> [TASK DIRECTIONS]:
Return the lines of the data below word for word, from the line containing "Target: distant mountain range" through the last line of the data, including both of those lines.

Recorded data
= = = = =

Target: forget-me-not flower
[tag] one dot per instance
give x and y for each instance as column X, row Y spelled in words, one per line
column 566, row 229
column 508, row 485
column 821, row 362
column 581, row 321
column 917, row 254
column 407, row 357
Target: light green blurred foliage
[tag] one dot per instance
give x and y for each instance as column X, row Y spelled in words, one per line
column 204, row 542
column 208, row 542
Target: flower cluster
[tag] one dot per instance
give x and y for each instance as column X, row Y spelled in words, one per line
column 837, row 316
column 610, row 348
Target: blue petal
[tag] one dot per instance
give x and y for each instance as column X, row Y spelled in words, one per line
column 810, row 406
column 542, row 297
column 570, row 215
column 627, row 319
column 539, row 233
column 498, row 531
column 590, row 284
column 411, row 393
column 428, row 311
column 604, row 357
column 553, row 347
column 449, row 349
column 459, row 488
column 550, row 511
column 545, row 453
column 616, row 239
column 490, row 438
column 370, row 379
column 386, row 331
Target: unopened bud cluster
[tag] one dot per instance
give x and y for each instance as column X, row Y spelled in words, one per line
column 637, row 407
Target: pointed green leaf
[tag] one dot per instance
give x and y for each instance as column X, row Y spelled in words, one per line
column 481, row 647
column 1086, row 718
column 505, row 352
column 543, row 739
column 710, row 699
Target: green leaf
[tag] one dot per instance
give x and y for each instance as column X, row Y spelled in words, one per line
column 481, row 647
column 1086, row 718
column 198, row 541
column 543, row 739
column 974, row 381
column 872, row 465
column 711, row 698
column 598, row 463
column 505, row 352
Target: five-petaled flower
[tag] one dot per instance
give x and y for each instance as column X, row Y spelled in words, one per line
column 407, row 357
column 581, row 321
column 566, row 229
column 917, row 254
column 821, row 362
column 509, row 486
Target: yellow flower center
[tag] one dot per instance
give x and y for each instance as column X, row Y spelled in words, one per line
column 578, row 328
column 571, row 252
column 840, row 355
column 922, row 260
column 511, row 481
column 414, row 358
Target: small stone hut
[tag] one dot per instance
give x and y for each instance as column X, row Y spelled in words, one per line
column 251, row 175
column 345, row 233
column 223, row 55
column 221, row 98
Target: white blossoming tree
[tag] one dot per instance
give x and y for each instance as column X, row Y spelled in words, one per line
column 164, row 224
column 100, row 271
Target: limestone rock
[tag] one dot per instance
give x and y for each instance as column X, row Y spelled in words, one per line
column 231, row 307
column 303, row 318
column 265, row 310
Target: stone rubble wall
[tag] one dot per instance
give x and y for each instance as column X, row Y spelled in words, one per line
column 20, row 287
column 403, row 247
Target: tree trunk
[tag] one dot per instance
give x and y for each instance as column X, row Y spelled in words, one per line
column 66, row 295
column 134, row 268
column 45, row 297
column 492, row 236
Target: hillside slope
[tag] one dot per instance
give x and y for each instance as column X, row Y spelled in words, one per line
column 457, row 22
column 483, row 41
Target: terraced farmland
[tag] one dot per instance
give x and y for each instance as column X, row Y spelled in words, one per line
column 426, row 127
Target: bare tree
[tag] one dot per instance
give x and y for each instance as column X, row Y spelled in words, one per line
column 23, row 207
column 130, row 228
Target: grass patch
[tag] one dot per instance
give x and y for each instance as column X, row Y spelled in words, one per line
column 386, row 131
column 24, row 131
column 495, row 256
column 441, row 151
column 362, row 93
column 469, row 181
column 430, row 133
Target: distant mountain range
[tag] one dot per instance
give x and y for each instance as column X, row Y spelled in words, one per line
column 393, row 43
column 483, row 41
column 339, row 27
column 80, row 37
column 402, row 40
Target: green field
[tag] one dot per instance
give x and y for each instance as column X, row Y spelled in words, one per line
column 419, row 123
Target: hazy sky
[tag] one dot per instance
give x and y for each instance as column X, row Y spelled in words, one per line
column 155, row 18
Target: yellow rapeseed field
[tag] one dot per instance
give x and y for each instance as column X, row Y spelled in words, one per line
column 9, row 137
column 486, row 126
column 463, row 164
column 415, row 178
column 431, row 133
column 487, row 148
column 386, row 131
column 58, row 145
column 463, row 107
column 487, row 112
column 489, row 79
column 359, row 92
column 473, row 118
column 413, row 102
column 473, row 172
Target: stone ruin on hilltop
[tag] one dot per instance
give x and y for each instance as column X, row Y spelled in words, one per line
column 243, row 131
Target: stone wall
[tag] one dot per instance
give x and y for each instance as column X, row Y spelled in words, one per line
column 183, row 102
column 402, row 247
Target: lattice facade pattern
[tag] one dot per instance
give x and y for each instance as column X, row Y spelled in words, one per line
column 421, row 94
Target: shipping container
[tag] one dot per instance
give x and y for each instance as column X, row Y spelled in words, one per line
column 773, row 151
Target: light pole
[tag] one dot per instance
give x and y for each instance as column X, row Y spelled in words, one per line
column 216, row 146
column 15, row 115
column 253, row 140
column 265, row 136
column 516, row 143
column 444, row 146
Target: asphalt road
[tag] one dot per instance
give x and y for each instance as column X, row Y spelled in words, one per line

= = = = =

> [TASK OUTPUT]:
Target: distant mountain range
[tag] one dot per instance
give x and y for each instance as column X, row Y spelled in words, one per line
column 393, row 43
column 483, row 41
column 339, row 27
column 80, row 37
column 402, row 40
Target: green field
[tag] one dot per instance
give x and y for each instance as column X, row Y spelled in words, one per line
column 419, row 123
Target: hazy sky
[tag] one dot per instance
give x and y for each instance as column X, row Y spelled in words, one per line
column 155, row 18
Target: yellow rapeseed field
[tag] one dot per instance
give x and y for each instance as column X, row Y spelled in words, one per line
column 9, row 137
column 486, row 126
column 463, row 164
column 415, row 178
column 431, row 133
column 487, row 148
column 386, row 131
column 58, row 145
column 463, row 107
column 487, row 112
column 489, row 79
column 359, row 92
column 473, row 118
column 413, row 102
column 473, row 172
Target: stone ruin on hilltop
[tag] one dot per instance
give x and y for each instance as column X, row Y spelled in words, one per line
column 243, row 131
Target: stone wall
[tag] one dot per instance
give x and y for each instance as column X, row Y spelled in words, one per line
column 183, row 102
column 402, row 247
Target: lattice facade pattern
[tag] one dot per instance
give x and y for each instance as column X, row Y spelled in words, one per line
column 421, row 94
Target: shipping container
[tag] one dot per instance
give x and y for each instance as column X, row Y spelled in words, one per line
column 773, row 151
Target: light pole
[tag] one dot per instance
give x and y for each instance as column X, row Y spelled in words, one per line
column 216, row 146
column 15, row 115
column 253, row 140
column 265, row 136
column 516, row 143
column 444, row 146
Target: asphalt road
[tag] one dot per instance
give x and y for each instance as column X, row Y spelled in words, one per line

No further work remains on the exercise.